» **DIRECTIONS FOR THIS TASK**: Below are records; reproduce exactly the lines from the one containing "Where can the person with" through the end, both included, and only those.

» **SOURCE RECORDS**:

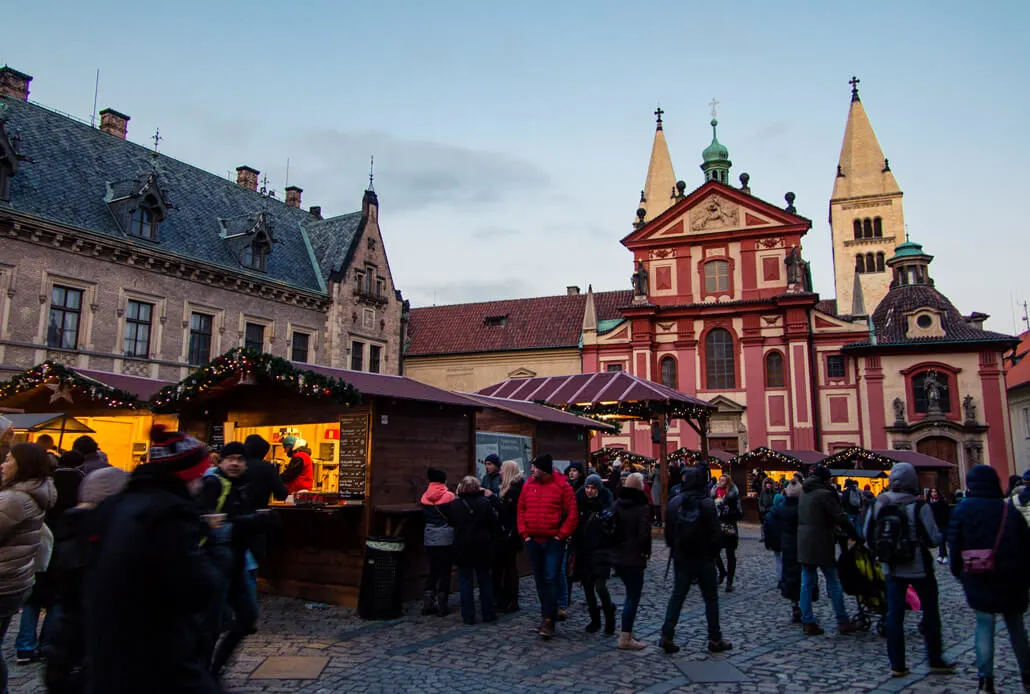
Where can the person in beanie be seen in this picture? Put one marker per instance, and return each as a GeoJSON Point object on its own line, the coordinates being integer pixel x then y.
{"type": "Point", "coordinates": [592, 551]}
{"type": "Point", "coordinates": [491, 481]}
{"type": "Point", "coordinates": [904, 497]}
{"type": "Point", "coordinates": [156, 568]}
{"type": "Point", "coordinates": [437, 538]}
{"type": "Point", "coordinates": [983, 522]}
{"type": "Point", "coordinates": [819, 515]}
{"type": "Point", "coordinates": [693, 538]}
{"type": "Point", "coordinates": [547, 517]}
{"type": "Point", "coordinates": [299, 475]}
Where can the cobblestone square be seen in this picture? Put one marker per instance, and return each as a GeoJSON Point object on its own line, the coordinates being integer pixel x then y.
{"type": "Point", "coordinates": [430, 654]}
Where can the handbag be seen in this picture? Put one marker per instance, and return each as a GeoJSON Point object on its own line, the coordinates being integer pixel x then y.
{"type": "Point", "coordinates": [982, 561]}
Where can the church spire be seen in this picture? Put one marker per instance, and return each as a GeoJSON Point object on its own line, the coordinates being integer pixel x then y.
{"type": "Point", "coordinates": [862, 169]}
{"type": "Point", "coordinates": [659, 188]}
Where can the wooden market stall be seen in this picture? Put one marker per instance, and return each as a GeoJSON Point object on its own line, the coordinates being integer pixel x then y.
{"type": "Point", "coordinates": [113, 406]}
{"type": "Point", "coordinates": [371, 437]}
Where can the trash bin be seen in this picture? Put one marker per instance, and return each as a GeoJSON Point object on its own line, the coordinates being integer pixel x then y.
{"type": "Point", "coordinates": [380, 595]}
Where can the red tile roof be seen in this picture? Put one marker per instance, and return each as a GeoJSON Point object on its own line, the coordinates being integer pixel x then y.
{"type": "Point", "coordinates": [540, 322]}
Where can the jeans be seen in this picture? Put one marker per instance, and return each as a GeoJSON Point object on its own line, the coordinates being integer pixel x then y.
{"type": "Point", "coordinates": [632, 579]}
{"type": "Point", "coordinates": [481, 571]}
{"type": "Point", "coordinates": [685, 573]}
{"type": "Point", "coordinates": [926, 588]}
{"type": "Point", "coordinates": [833, 587]}
{"type": "Point", "coordinates": [985, 642]}
{"type": "Point", "coordinates": [546, 557]}
{"type": "Point", "coordinates": [9, 605]}
{"type": "Point", "coordinates": [26, 639]}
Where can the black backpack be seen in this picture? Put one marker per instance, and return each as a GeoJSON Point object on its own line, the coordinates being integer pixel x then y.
{"type": "Point", "coordinates": [893, 540]}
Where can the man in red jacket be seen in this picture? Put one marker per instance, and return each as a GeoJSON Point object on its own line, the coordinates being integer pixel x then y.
{"type": "Point", "coordinates": [547, 517]}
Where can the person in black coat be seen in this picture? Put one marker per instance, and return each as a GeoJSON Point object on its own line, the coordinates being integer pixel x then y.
{"type": "Point", "coordinates": [151, 580]}
{"type": "Point", "coordinates": [975, 524]}
{"type": "Point", "coordinates": [631, 551]}
{"type": "Point", "coordinates": [591, 546]}
{"type": "Point", "coordinates": [476, 531]}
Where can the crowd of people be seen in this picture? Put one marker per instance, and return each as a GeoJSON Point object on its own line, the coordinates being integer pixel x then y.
{"type": "Point", "coordinates": [147, 580]}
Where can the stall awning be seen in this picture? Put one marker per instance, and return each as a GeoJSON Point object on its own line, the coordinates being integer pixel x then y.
{"type": "Point", "coordinates": [49, 421]}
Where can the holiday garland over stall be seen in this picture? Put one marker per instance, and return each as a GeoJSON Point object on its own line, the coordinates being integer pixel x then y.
{"type": "Point", "coordinates": [64, 380]}
{"type": "Point", "coordinates": [266, 370]}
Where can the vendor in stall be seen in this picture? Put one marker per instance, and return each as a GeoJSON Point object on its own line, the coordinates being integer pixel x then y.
{"type": "Point", "coordinates": [299, 475]}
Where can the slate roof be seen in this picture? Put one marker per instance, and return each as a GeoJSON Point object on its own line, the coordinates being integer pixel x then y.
{"type": "Point", "coordinates": [891, 324]}
{"type": "Point", "coordinates": [69, 167]}
{"type": "Point", "coordinates": [540, 322]}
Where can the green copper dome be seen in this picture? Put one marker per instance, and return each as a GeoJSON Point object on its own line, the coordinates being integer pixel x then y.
{"type": "Point", "coordinates": [715, 151]}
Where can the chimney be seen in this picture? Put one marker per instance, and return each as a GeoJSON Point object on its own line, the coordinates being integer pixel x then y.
{"type": "Point", "coordinates": [247, 177]}
{"type": "Point", "coordinates": [14, 83]}
{"type": "Point", "coordinates": [113, 123]}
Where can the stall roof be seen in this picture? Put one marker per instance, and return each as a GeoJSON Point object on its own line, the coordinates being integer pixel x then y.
{"type": "Point", "coordinates": [48, 421]}
{"type": "Point", "coordinates": [401, 387]}
{"type": "Point", "coordinates": [540, 413]}
{"type": "Point", "coordinates": [143, 388]}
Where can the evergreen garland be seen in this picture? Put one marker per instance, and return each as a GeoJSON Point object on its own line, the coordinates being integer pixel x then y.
{"type": "Point", "coordinates": [266, 370]}
{"type": "Point", "coordinates": [65, 378]}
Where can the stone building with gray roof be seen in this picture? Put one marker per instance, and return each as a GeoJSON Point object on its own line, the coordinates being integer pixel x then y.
{"type": "Point", "coordinates": [117, 258]}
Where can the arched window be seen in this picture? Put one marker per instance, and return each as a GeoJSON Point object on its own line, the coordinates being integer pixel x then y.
{"type": "Point", "coordinates": [716, 276]}
{"type": "Point", "coordinates": [774, 370]}
{"type": "Point", "coordinates": [668, 373]}
{"type": "Point", "coordinates": [719, 363]}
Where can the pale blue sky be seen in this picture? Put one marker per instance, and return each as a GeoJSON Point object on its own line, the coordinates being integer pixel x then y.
{"type": "Point", "coordinates": [512, 139]}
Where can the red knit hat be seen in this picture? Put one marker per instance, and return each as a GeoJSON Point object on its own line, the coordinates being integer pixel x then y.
{"type": "Point", "coordinates": [186, 456]}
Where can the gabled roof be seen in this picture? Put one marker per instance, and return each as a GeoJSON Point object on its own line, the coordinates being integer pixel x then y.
{"type": "Point", "coordinates": [540, 322]}
{"type": "Point", "coordinates": [69, 166]}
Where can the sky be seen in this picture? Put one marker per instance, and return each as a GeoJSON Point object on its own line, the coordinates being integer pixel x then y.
{"type": "Point", "coordinates": [511, 140]}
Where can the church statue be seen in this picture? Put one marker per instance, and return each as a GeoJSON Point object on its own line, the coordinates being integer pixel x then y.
{"type": "Point", "coordinates": [639, 280]}
{"type": "Point", "coordinates": [932, 386]}
{"type": "Point", "coordinates": [899, 410]}
{"type": "Point", "coordinates": [970, 408]}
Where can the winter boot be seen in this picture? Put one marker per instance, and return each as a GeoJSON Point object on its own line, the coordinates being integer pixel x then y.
{"type": "Point", "coordinates": [610, 620]}
{"type": "Point", "coordinates": [627, 643]}
{"type": "Point", "coordinates": [430, 602]}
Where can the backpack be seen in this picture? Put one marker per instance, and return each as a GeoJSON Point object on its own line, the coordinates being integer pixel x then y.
{"type": "Point", "coordinates": [893, 540]}
{"type": "Point", "coordinates": [688, 521]}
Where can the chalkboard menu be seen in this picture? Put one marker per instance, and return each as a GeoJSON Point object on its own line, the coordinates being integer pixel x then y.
{"type": "Point", "coordinates": [353, 454]}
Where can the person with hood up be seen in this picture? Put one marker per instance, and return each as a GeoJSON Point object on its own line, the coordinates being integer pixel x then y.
{"type": "Point", "coordinates": [438, 539]}
{"type": "Point", "coordinates": [26, 493]}
{"type": "Point", "coordinates": [591, 546]}
{"type": "Point", "coordinates": [506, 576]}
{"type": "Point", "coordinates": [631, 551]}
{"type": "Point", "coordinates": [476, 531]}
{"type": "Point", "coordinates": [819, 516]}
{"type": "Point", "coordinates": [986, 521]}
{"type": "Point", "coordinates": [903, 499]}
{"type": "Point", "coordinates": [547, 517]}
{"type": "Point", "coordinates": [693, 536]}
{"type": "Point", "coordinates": [155, 569]}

» **THE OUTPUT**:
Where can the person with hood up be seen in this picture? Put one marker per instance, and return each as a GeoJSON Point object on its own line, the coordinates being integer pixel x then y.
{"type": "Point", "coordinates": [438, 539]}
{"type": "Point", "coordinates": [26, 493]}
{"type": "Point", "coordinates": [591, 546]}
{"type": "Point", "coordinates": [506, 576]}
{"type": "Point", "coordinates": [631, 551]}
{"type": "Point", "coordinates": [476, 531]}
{"type": "Point", "coordinates": [819, 516]}
{"type": "Point", "coordinates": [986, 521]}
{"type": "Point", "coordinates": [903, 499]}
{"type": "Point", "coordinates": [547, 517]}
{"type": "Point", "coordinates": [693, 536]}
{"type": "Point", "coordinates": [155, 569]}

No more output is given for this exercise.